* Start Data for this exercise *

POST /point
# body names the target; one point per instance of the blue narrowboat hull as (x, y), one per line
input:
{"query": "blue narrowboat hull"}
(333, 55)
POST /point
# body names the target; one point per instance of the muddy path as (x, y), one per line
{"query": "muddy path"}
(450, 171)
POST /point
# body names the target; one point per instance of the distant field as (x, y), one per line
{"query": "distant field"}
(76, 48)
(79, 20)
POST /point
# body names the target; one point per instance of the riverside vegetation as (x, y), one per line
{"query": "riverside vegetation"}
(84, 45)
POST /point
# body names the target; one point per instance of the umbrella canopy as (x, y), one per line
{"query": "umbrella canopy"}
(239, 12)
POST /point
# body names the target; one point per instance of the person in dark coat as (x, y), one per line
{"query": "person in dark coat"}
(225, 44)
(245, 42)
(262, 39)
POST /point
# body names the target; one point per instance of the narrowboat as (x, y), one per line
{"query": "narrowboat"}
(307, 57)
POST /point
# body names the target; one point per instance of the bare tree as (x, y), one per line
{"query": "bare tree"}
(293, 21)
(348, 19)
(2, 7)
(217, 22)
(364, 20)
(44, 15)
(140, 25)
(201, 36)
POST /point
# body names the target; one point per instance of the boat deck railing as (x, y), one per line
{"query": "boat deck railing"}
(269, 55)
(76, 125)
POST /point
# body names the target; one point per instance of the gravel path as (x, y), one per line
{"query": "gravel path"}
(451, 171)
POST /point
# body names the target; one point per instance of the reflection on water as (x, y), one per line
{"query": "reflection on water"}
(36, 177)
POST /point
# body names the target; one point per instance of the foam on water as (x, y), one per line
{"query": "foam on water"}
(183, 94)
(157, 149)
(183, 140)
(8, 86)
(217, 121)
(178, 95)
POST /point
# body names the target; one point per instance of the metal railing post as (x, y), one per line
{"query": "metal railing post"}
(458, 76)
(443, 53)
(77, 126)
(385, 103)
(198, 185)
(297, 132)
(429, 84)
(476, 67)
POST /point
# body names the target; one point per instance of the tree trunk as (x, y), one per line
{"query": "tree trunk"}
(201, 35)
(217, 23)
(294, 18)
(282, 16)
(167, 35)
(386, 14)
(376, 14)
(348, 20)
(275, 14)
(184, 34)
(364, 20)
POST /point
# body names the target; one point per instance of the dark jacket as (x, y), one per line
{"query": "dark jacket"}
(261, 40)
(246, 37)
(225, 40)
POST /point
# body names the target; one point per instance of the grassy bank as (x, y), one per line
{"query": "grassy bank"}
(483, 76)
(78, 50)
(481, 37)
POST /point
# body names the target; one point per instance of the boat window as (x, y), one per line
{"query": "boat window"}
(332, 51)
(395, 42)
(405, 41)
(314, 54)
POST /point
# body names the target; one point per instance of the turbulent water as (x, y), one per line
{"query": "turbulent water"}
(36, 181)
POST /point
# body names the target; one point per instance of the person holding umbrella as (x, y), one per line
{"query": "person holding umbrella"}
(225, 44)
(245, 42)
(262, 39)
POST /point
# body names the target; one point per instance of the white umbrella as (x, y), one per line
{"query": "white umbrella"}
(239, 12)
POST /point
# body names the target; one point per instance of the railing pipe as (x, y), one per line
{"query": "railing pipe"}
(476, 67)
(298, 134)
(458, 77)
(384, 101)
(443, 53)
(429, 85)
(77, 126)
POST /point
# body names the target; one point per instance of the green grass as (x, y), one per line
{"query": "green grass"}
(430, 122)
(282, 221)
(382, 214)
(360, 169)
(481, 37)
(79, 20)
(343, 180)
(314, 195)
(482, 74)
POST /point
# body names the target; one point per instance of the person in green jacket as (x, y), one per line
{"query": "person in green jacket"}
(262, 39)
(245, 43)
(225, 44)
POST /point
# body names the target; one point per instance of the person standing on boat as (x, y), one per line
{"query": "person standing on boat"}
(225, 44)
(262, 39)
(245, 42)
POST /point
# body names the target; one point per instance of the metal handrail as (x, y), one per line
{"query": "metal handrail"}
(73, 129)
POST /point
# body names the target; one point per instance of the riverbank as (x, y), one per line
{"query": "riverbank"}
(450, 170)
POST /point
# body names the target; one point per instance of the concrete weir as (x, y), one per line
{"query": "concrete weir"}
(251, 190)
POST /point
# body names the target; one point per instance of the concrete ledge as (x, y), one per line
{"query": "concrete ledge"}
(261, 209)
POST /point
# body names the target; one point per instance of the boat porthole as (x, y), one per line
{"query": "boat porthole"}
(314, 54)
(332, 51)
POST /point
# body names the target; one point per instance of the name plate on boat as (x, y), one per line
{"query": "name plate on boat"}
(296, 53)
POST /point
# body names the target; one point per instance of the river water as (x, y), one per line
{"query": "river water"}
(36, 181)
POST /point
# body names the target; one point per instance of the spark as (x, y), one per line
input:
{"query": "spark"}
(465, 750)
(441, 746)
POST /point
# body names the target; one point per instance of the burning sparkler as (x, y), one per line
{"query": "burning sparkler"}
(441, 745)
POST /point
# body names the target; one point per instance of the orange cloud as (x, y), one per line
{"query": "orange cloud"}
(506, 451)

* End Data for this exercise *

Return all the data exactly as given.

• Result of the task
POST /point
# body names the target; one point per instance of the blue narrowboat hull as (x, y), one per line
input:
{"query": "blue narrowboat hull"}
(333, 55)
POST /point
# body names the target; one point per instance of the muddy path as (x, y), one per line
{"query": "muddy path"}
(450, 171)
POST /point
# body names the target; one point per instance of the distant field as (x, y), one per line
{"query": "distant field"}
(76, 48)
(79, 20)
POST /point
# body names the target; one point per instance of the riverside vegetation as (x, y), one per line
{"query": "riverside vegetation"}
(84, 45)
POST /point
# body names the target; one point per instance of the umbrella canopy as (x, y), one per line
{"query": "umbrella canopy"}
(239, 12)
POST /point
# body names the target; one point per instance of the person in dark coat as (x, y), one per line
{"query": "person in dark coat"}
(225, 44)
(245, 42)
(262, 39)
POST /point
# body names the target; one point per instance of the narrowboat as (x, y), one per line
{"query": "narrowboat"}
(307, 57)
POST /point
# body names the target; one point per instance of the bare tree as (x, y), one per line
{"query": "bare tree"}
(293, 21)
(348, 19)
(2, 7)
(217, 22)
(364, 20)
(44, 15)
(140, 25)
(201, 36)
POST /point
# body names the target; one point per instance of the boat deck railing as (x, y), one per line
{"query": "boat deck railing"}
(269, 55)
(76, 125)
POST /point
# body names the target; one point per instance of the gravel path as (x, y), one per line
{"query": "gravel path"}
(451, 171)
POST /point
# body names the target; one point per instance of the reflection on water as (x, y), one per line
{"query": "reflection on water"}
(36, 177)
POST /point
# body names the target; one point per instance of the foam on water as (x, y), one per line
{"query": "foam on water"}
(183, 94)
(157, 149)
(183, 140)
(8, 86)
(217, 121)
(178, 95)
POST /point
# body names the target; one point per instance of the metal railing post as (x, y), one per line
{"query": "metal railing post"}
(458, 76)
(443, 53)
(77, 126)
(385, 103)
(198, 185)
(297, 132)
(429, 84)
(476, 67)
POST /point
# body names the target; one point per instance of the tree trunk as (x, y), one per line
{"query": "tree trunk"}
(201, 35)
(217, 23)
(294, 18)
(282, 16)
(167, 35)
(386, 14)
(376, 14)
(348, 20)
(275, 14)
(184, 34)
(364, 20)
POST /point
# body names the target; one point per instance of the dark jacket as (x, y), one per line
{"query": "dark jacket"}
(261, 40)
(246, 37)
(225, 40)
POST /point
# body names the target; one point per instance of the grassy bank as (x, y), one per line
{"query": "grassy bank"}
(483, 76)
(78, 50)
(481, 37)
POST /point
# body names the target; one point per instance of the boat window as (x, y), one per line
{"query": "boat window"}
(332, 51)
(395, 42)
(405, 41)
(314, 54)
POST /point
# body names the target; one point per instance of the turbulent water as (x, y), one per line
{"query": "turbulent water"}
(36, 181)
POST /point
# body names the target; one point per instance of the person holding umbrella as (x, y), one per line
{"query": "person holding umbrella"}
(225, 44)
(245, 42)
(262, 39)
POST /point
# body names the target; one point per instance of the white umbrella as (x, y), one per line
{"query": "white umbrella"}
(239, 12)
POST /point
# body names the target; one point per instance of the railing pipe as (x, y), one per line
{"query": "railing pipe"}
(476, 67)
(298, 134)
(458, 77)
(384, 101)
(443, 53)
(429, 85)
(77, 126)
POST /point
# body names the target; one point per instance of the green grass as (x, y), one per line
{"query": "green grass"}
(430, 122)
(282, 221)
(382, 214)
(360, 169)
(481, 37)
(79, 20)
(343, 180)
(314, 195)
(482, 74)
POST /point
# body names the target; one point per instance of the person in green jacket as (x, y), one per line
{"query": "person in green jacket"}
(262, 39)
(245, 43)
(225, 44)
POST /point
# body names the target; one point per instance of the person standing on boat as (x, y), one per line
{"query": "person standing on boat"}
(225, 44)
(262, 39)
(245, 42)
POST /point
# body names the target; one point per instance of the metal handrail as (x, y), one per line
{"query": "metal handrail"}
(73, 129)
POST /point
# body names the target; one point per instance of the riverbank as (x, y), one per line
{"query": "riverbank"}
(450, 170)
POST /point
# body names the target; one point per instance of the concrete weir as (x, y), one per line
{"query": "concrete weir"}
(251, 190)
POST /point
# body names the target; one point per instance of the concrete ledge as (x, y), one per line
{"query": "concrete ledge"}
(261, 209)
POST /point
# body names the target; one point per instance of the boat porthole as (x, y), one per line
{"query": "boat porthole"}
(314, 54)
(332, 51)
POST /point
# body names the target; one point per instance of the name plate on boat as (x, y), one per line
{"query": "name plate on boat"}
(296, 53)
POST /point
# body names the target; one point per instance of the river water as (x, y), one per line
{"query": "river water"}
(36, 181)
POST /point
# body names the target; one point per instance of the spark as (x, y), one per line
input:
{"query": "spark"}
(465, 750)
(441, 746)
POST /point
# body names the target; one point per instance of the burning sparkler as (x, y), one per line
{"query": "burning sparkler"}
(441, 745)
POST /point
# body names the target; one point per instance of the orange cloud as (x, y), one per line
{"query": "orange cloud"}
(506, 451)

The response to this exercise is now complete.